Input rows
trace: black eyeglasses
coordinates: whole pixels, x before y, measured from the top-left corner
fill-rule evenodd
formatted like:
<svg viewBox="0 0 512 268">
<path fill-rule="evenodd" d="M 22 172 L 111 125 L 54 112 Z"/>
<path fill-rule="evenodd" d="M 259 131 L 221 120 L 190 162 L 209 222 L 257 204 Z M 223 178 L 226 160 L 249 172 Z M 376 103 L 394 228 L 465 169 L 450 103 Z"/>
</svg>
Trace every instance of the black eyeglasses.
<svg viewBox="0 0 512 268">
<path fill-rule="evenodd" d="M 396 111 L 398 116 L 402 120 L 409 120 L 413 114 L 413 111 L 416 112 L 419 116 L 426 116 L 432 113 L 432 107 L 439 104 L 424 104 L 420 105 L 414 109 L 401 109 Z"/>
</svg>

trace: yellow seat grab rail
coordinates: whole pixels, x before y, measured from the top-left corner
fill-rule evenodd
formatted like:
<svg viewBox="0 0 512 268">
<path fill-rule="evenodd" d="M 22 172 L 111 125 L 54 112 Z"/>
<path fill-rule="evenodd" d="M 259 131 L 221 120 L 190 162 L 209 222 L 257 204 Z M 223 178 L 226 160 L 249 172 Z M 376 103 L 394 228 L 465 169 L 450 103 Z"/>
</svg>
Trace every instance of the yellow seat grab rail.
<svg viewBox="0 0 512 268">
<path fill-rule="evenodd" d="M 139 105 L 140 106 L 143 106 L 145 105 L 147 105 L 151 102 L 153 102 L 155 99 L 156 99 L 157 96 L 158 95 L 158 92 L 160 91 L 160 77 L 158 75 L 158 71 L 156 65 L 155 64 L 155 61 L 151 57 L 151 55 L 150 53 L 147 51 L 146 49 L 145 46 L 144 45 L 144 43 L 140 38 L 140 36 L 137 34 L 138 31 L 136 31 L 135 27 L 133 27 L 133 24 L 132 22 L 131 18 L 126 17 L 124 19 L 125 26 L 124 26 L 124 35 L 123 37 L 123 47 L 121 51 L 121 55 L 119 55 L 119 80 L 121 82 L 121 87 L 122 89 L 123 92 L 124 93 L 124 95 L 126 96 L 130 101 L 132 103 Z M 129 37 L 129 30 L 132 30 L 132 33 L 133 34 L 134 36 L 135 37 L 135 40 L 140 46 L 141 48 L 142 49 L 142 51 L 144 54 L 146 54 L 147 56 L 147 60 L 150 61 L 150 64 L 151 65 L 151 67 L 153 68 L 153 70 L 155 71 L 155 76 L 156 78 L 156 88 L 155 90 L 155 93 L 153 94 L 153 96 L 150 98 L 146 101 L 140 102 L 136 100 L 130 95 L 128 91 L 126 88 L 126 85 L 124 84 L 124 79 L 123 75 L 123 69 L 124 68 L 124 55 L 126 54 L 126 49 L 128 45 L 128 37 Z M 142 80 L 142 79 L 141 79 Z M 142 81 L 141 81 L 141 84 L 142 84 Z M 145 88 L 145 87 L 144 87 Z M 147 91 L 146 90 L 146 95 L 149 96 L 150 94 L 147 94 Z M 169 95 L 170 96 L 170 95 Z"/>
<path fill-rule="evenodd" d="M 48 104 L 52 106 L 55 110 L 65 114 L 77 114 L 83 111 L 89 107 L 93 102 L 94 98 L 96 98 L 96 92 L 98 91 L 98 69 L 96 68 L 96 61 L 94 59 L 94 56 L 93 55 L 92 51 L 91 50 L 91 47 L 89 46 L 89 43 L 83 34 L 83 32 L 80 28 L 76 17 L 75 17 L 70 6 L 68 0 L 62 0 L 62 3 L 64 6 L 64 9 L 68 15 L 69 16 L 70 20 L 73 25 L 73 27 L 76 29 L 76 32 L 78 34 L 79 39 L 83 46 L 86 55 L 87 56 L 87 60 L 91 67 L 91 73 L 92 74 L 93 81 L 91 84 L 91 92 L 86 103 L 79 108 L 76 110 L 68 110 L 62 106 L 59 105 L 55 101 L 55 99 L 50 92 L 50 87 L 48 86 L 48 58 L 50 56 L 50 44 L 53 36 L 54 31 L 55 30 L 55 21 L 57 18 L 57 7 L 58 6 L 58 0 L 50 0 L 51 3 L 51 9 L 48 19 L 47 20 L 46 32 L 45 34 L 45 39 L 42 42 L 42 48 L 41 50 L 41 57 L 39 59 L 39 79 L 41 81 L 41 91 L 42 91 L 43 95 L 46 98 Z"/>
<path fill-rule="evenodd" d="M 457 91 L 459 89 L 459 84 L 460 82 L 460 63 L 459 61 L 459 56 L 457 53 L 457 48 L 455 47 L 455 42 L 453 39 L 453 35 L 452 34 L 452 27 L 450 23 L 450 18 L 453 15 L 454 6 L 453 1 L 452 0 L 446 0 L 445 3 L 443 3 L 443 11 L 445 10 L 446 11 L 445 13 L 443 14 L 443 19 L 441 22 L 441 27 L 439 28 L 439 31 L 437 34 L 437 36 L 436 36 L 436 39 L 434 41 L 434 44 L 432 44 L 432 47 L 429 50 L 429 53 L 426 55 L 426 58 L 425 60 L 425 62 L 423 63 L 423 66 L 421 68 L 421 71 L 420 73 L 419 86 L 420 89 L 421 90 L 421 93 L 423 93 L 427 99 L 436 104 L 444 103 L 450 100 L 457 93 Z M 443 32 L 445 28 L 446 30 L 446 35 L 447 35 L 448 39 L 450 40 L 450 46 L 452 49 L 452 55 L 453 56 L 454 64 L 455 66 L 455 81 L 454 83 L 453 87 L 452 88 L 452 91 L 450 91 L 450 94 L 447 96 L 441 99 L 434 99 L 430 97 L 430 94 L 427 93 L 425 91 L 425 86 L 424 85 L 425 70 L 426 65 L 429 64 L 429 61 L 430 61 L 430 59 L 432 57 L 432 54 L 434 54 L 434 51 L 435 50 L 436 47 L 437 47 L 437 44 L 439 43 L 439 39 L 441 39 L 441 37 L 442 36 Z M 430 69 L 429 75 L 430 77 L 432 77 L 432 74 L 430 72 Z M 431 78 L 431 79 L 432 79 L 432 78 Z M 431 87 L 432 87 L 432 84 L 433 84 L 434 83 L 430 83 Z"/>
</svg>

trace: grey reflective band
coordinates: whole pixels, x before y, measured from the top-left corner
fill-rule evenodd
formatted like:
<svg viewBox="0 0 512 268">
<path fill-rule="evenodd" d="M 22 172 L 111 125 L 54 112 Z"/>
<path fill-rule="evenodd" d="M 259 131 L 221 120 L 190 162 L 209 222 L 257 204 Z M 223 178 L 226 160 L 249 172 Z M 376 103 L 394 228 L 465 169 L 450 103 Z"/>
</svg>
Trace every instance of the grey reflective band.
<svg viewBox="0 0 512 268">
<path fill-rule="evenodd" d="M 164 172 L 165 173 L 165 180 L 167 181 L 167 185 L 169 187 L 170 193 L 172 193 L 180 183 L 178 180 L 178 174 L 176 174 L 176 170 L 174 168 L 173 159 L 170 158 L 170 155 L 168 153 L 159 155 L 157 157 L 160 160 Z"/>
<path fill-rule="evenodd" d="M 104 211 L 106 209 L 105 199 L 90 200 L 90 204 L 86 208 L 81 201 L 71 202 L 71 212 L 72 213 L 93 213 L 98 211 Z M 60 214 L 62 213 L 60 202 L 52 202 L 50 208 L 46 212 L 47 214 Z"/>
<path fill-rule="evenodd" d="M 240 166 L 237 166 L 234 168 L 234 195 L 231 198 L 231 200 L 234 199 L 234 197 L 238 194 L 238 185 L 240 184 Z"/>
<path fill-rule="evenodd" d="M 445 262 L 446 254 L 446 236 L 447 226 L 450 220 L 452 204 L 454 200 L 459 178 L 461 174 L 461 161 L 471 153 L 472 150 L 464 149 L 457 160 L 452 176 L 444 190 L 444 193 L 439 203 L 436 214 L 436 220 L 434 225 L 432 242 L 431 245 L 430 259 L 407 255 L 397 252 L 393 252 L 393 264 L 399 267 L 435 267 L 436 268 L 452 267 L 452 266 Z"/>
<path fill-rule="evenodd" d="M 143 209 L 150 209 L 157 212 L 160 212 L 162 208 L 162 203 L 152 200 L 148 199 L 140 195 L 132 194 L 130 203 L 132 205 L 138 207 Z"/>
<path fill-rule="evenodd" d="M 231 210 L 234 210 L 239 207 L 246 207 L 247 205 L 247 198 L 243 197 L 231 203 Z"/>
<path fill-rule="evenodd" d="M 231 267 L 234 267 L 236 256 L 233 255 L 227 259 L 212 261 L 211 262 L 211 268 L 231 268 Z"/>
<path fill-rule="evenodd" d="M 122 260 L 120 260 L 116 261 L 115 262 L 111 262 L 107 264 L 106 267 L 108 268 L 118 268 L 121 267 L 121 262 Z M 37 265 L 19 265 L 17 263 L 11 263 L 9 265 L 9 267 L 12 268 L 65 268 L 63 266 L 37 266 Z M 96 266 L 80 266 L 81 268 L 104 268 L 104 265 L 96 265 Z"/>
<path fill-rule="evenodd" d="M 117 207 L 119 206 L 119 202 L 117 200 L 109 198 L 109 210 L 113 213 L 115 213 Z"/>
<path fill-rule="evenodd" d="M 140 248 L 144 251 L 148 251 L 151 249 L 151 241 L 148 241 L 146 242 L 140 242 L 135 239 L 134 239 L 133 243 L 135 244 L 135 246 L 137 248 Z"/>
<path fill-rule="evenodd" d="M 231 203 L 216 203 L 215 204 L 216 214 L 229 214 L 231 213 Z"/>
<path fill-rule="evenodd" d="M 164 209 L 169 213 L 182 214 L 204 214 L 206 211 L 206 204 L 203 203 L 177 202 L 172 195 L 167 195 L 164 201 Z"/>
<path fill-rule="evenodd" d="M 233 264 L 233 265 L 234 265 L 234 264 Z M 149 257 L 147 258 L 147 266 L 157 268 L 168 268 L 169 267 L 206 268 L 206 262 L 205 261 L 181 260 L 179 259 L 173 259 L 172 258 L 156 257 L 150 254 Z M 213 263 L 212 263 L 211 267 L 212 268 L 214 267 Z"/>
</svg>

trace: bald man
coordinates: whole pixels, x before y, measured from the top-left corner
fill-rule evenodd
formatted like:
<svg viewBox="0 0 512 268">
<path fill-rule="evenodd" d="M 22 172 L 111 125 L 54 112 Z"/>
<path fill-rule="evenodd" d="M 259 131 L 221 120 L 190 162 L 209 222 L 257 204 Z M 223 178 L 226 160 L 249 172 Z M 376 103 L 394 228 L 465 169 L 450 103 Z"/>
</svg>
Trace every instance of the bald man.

Given exercise
Reproduce precisely the span of lines that begins at the line containing "trace: bald man" and ends with the last line of the listing.

Complete output
trace: bald man
coordinates: whole pixels, x before y, measured from the top-left corner
fill-rule evenodd
formatted like:
<svg viewBox="0 0 512 268">
<path fill-rule="evenodd" d="M 22 172 L 111 125 L 54 112 Z"/>
<path fill-rule="evenodd" d="M 259 131 L 221 120 L 190 162 L 209 222 L 257 204 Z M 223 178 L 226 160 L 249 172 Z M 376 103 L 394 228 L 465 169 L 450 103 Z"/>
</svg>
Trace every instance of the bald man.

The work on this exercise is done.